● **PROBLEM TO WORK ON**: Reproduce the line that contains "In the picture above, where can the spectator" and every line after it through the end of the records, exactly, with nothing added.

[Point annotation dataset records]
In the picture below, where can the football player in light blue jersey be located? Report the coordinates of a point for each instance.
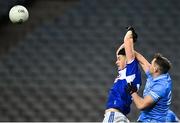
(119, 99)
(171, 117)
(156, 99)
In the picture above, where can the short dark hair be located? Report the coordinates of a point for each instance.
(122, 52)
(163, 63)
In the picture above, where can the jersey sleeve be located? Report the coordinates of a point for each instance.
(157, 91)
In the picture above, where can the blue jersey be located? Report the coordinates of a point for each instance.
(159, 89)
(118, 97)
(171, 117)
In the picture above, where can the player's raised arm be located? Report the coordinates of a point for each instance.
(143, 62)
(129, 45)
(119, 49)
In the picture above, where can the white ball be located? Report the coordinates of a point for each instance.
(18, 14)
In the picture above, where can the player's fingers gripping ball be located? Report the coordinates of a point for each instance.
(133, 33)
(18, 14)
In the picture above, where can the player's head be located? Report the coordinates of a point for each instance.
(121, 59)
(160, 64)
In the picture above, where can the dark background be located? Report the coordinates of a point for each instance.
(60, 64)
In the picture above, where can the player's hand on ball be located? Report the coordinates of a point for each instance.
(133, 33)
(18, 14)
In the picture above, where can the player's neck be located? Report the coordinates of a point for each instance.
(155, 75)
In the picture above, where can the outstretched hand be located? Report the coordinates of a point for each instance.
(133, 33)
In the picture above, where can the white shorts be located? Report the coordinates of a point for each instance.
(115, 117)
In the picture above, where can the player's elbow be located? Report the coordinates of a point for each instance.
(140, 107)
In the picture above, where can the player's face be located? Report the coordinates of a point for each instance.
(121, 61)
(153, 67)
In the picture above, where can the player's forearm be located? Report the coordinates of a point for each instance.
(129, 46)
(144, 63)
(138, 101)
(121, 47)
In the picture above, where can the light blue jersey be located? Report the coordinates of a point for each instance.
(118, 97)
(159, 89)
(171, 117)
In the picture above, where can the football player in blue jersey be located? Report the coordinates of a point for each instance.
(171, 117)
(119, 99)
(156, 99)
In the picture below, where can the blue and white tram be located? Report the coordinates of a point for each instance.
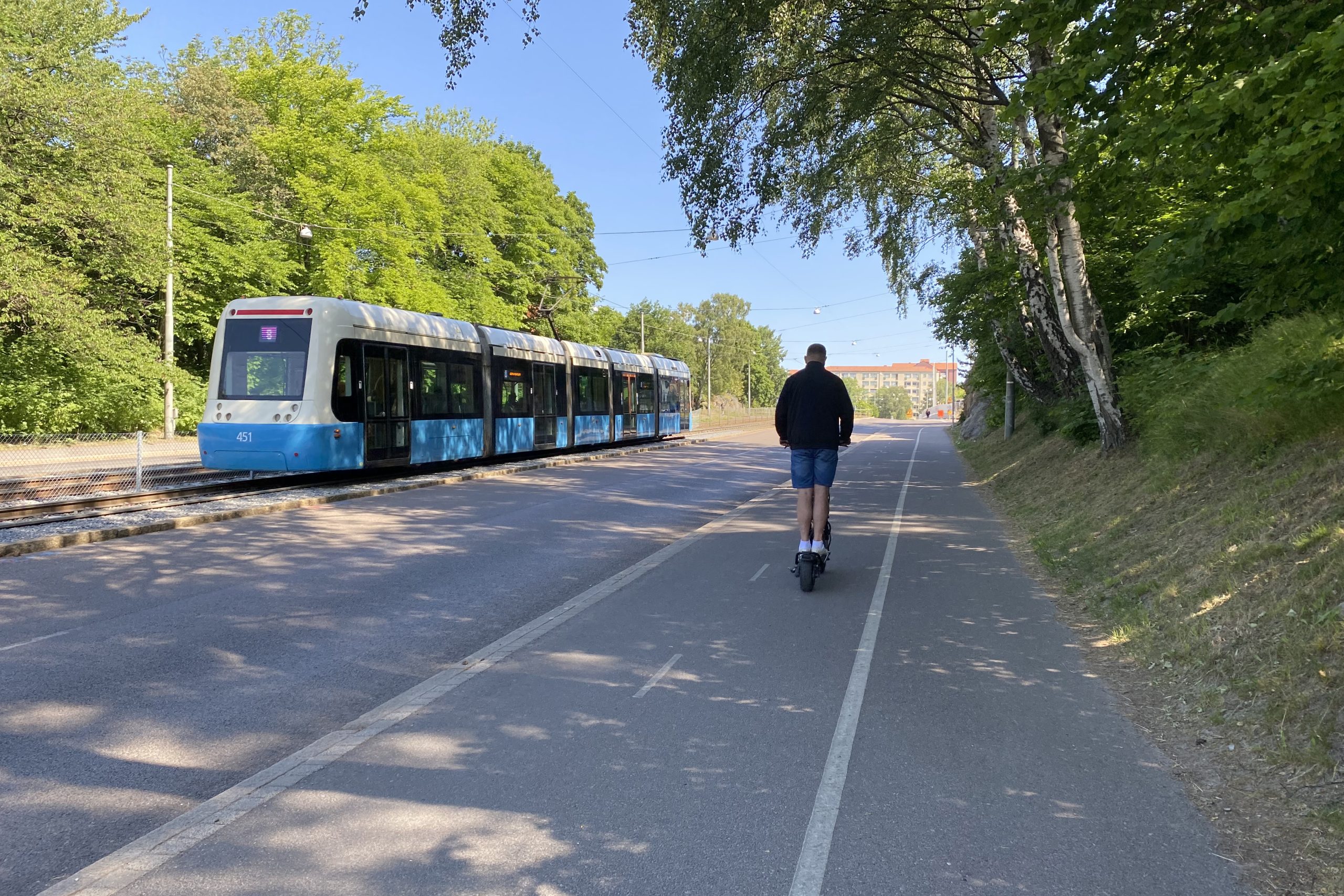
(311, 383)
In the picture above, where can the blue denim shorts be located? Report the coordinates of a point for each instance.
(814, 467)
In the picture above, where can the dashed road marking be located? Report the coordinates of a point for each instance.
(41, 637)
(816, 844)
(656, 676)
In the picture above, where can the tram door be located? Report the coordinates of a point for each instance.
(548, 406)
(627, 404)
(387, 417)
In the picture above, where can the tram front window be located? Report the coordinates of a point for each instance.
(265, 359)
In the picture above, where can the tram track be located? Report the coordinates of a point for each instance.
(101, 505)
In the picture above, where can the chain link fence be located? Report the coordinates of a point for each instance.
(37, 469)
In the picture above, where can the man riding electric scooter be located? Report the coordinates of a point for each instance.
(814, 418)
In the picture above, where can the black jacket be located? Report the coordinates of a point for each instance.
(814, 409)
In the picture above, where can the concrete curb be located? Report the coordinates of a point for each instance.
(90, 536)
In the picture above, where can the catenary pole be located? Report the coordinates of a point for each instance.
(170, 412)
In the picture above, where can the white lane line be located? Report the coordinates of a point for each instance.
(118, 871)
(656, 676)
(816, 844)
(41, 637)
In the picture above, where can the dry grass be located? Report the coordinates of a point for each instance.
(1214, 590)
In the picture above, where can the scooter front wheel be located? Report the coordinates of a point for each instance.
(807, 573)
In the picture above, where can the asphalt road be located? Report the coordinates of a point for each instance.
(197, 657)
(679, 736)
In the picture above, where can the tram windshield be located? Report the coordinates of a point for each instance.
(265, 359)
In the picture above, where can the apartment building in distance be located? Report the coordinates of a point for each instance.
(917, 379)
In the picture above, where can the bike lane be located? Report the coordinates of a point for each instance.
(673, 738)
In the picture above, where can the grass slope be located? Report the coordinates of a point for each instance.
(1218, 582)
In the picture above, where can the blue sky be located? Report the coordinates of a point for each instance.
(536, 99)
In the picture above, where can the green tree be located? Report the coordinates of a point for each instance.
(859, 397)
(80, 239)
(891, 402)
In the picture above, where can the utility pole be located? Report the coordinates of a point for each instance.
(170, 412)
(709, 375)
(953, 383)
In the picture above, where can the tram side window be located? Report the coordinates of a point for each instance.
(463, 388)
(644, 394)
(591, 392)
(512, 392)
(433, 387)
(670, 399)
(344, 382)
(543, 376)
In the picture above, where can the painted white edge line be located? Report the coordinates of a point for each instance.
(656, 676)
(124, 867)
(816, 844)
(41, 637)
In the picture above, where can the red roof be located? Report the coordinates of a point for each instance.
(922, 367)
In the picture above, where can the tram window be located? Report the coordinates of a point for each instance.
(463, 388)
(591, 388)
(344, 402)
(265, 359)
(543, 382)
(512, 392)
(433, 387)
(644, 394)
(375, 386)
(397, 379)
(624, 393)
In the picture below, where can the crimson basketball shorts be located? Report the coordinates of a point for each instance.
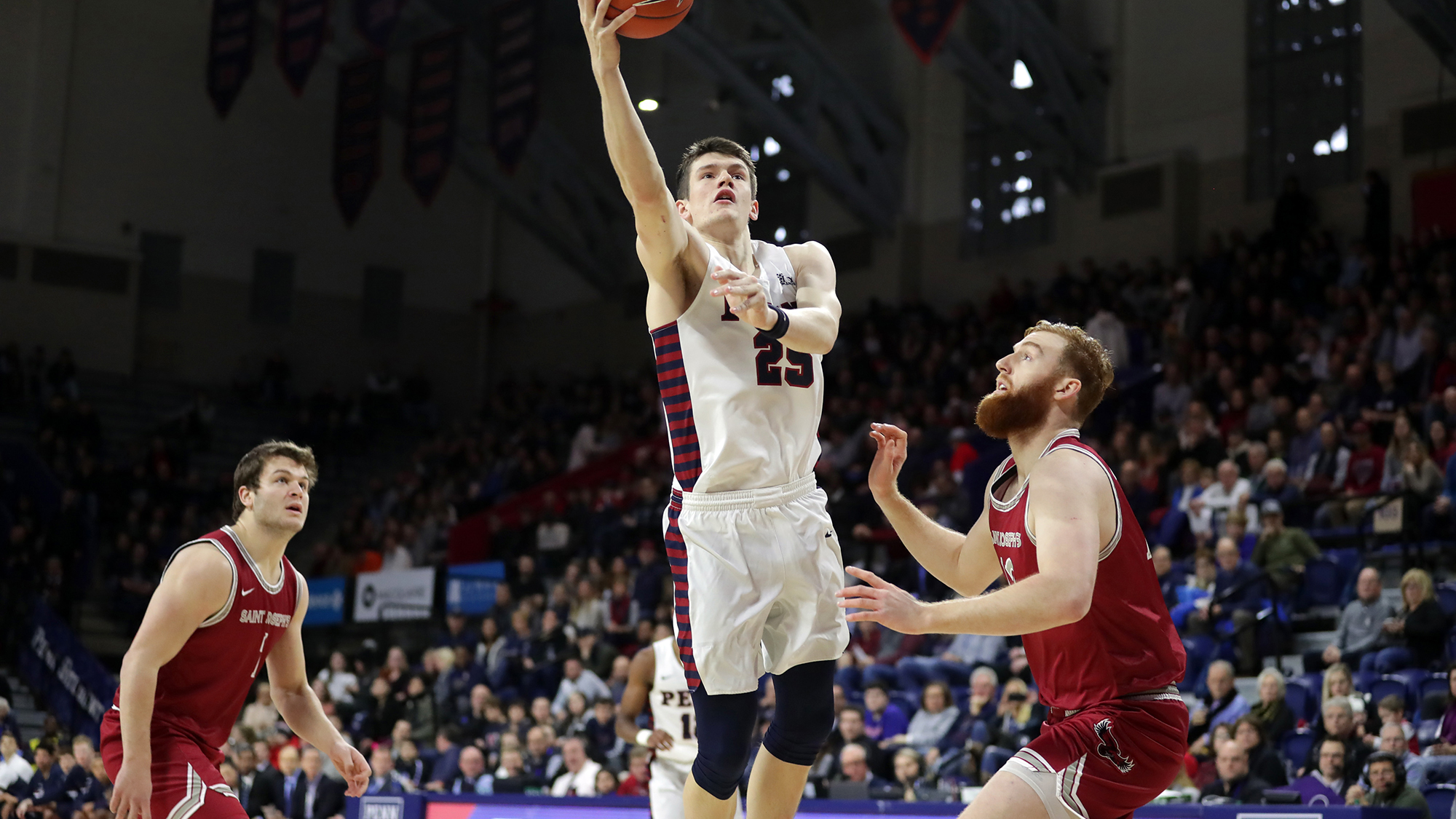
(1107, 759)
(186, 783)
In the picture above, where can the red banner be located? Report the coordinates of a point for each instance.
(359, 114)
(375, 21)
(231, 52)
(302, 30)
(430, 122)
(925, 24)
(515, 56)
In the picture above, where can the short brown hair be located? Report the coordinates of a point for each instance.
(714, 145)
(251, 468)
(1084, 359)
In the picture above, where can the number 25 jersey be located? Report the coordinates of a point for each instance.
(203, 688)
(742, 408)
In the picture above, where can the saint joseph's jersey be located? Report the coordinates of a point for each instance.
(1126, 643)
(202, 689)
(673, 704)
(742, 410)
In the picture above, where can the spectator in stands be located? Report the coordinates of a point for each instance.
(1388, 787)
(1272, 710)
(931, 723)
(1362, 625)
(1365, 470)
(47, 786)
(317, 796)
(1441, 755)
(1263, 758)
(854, 767)
(1235, 784)
(385, 780)
(1339, 721)
(885, 719)
(1326, 471)
(954, 660)
(1237, 596)
(1329, 771)
(1419, 628)
(1168, 579)
(1282, 551)
(472, 777)
(580, 774)
(1018, 717)
(1396, 743)
(1222, 704)
(15, 772)
(579, 679)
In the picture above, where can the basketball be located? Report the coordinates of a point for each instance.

● **ANSWER FOR THE TASK**:
In the picture above, where can the spectator in stands be located? Report the coordinates of a point for each instance.
(1388, 787)
(1272, 710)
(931, 723)
(1362, 625)
(1365, 470)
(47, 786)
(317, 796)
(1441, 755)
(1263, 758)
(854, 767)
(1235, 784)
(385, 780)
(1339, 721)
(885, 719)
(1326, 471)
(954, 660)
(1237, 596)
(1329, 771)
(1419, 628)
(1168, 579)
(1282, 551)
(472, 777)
(580, 774)
(1018, 717)
(1396, 743)
(1222, 704)
(15, 772)
(579, 679)
In the picture above, where can the basketball be located? Report the coordinates of a point for each instance.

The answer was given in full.